**Page extract**
........

Conservation biologist Mike Fay is gearing up for a year-long trek through the heart of Africa to survey plants and animals before they are lost to the spread of civilization. The project, set to get under way next week, is intended to generate data that African governments and land managers can tap to cordon off ecologically valuable lands while encouraging sustainable logging and hunting elsewhere.
Such a project requires an almost obsessive commitment to conservation, a kind of devotion that Fay, affiliated with the Wildlife Conservation Society (WCS) in New York City, has demonstrated before. In 1993, he led a campaign to persuade the Congolese government to set up a national park to protect 400,000 hectares of the Nouabale-Ndoki forest, a vast preserve teeming with forest elephants, an antelope called the bongo, and lowland gorillas.
The new project, which Fay calls a "megatransect," is an ambitious effort to survey a 1400-kilometer-long swath of land, stretching from the Central African Republic southeast across Congo to the coast of Gabon. After striking out from a settlement at the edge of the dry, sandy Ngoto forest, Fay and a company of local guides and porters will follow human and animal trails deep into the forest, inventorying plants and animals and searching for additional signs of ancient settlements. Along for the ride will be a photographer for National Geographic, which is funding the expedition. "I want to be able to take away as many images as I possibly can," Fay says.
While typical surveys cover only a small area, or examine only a few aspects of a wider terrain, the megatransect "offers an unprecedented opportunity for an ecological snapshot on a large scale," says John Hart, a WCS senior scientist who has studied the effects of Congo's civil war on wildlife. Adds Claudia Olejniczak, an anthropologist at the University of Washington, St. Louis, "what Mike proposes to do is extremely important" for documenting the land before humans irrevocably alter it.

........

Point localization data:

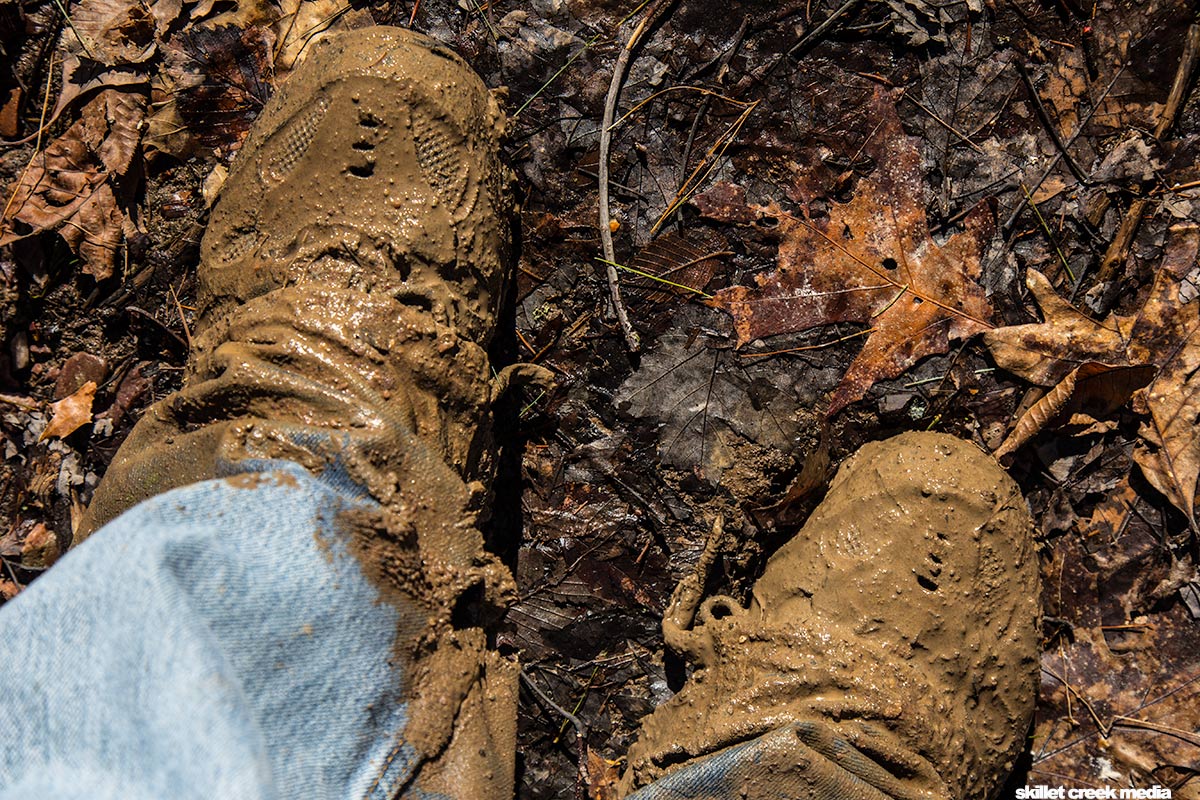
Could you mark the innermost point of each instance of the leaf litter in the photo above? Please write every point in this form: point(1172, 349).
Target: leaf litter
point(875, 263)
point(627, 462)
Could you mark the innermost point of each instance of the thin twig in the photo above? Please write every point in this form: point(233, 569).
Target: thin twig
point(1119, 250)
point(633, 341)
point(1054, 163)
point(37, 148)
point(1048, 124)
point(581, 734)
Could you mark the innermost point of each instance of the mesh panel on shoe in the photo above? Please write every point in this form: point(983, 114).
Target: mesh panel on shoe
point(441, 160)
point(289, 144)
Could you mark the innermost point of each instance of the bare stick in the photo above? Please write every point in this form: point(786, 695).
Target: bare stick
point(633, 341)
point(1119, 250)
point(581, 734)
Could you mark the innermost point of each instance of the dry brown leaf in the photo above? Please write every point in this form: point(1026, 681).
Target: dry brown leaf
point(1120, 691)
point(1168, 334)
point(304, 22)
point(603, 776)
point(682, 265)
point(1163, 334)
point(1045, 353)
point(109, 44)
point(69, 186)
point(215, 82)
point(874, 263)
point(40, 548)
point(71, 413)
point(1090, 392)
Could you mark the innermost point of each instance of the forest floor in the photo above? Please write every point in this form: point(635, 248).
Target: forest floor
point(831, 220)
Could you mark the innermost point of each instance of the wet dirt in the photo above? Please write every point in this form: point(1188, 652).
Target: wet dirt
point(904, 612)
point(611, 501)
point(343, 323)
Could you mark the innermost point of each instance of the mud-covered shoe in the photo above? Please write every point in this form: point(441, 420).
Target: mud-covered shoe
point(349, 275)
point(889, 650)
point(349, 283)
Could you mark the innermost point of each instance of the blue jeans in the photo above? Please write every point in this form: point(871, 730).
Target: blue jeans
point(219, 641)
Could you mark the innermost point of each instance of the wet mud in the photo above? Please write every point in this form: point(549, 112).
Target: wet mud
point(903, 621)
point(348, 290)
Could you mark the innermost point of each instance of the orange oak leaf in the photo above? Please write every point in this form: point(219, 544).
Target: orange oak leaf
point(875, 263)
point(71, 413)
point(77, 184)
point(1163, 335)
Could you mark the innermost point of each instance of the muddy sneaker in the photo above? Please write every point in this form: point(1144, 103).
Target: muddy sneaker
point(349, 283)
point(889, 650)
point(349, 278)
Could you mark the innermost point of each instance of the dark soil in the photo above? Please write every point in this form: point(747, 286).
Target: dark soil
point(628, 461)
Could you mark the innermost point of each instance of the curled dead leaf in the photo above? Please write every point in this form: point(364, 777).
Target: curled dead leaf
point(71, 413)
point(1045, 353)
point(1091, 391)
point(73, 185)
point(874, 263)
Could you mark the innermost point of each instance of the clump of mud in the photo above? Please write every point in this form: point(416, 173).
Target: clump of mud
point(901, 621)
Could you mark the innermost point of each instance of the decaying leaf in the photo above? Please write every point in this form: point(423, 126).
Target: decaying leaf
point(71, 186)
point(1168, 334)
point(1090, 392)
point(679, 265)
point(217, 74)
point(1162, 335)
point(40, 548)
point(109, 44)
point(604, 775)
point(874, 262)
point(71, 413)
point(1045, 353)
point(213, 86)
point(1119, 692)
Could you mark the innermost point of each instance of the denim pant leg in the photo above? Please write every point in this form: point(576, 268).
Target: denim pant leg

........

**Tasks to perform**
(a) List every person named in the article about Mike Fay's survey.
(b) Answer these from the article about Mike Fay's survey:
(i) How many hectares of the Nouabale-Ndoki forest was the national park meant to protect?
(ii) Which organization is funding the expedition?
(iii) How long is the swath of land the megatransect will survey?
These records were taken from a different source than the article about Mike Fay's survey.

**Exercise responses**
(a) Mike Fay, John Hart, Claudia Olejniczak

(b)
(i) 400,000 hectares
(ii) National Geographic
(iii) 1400 kilometers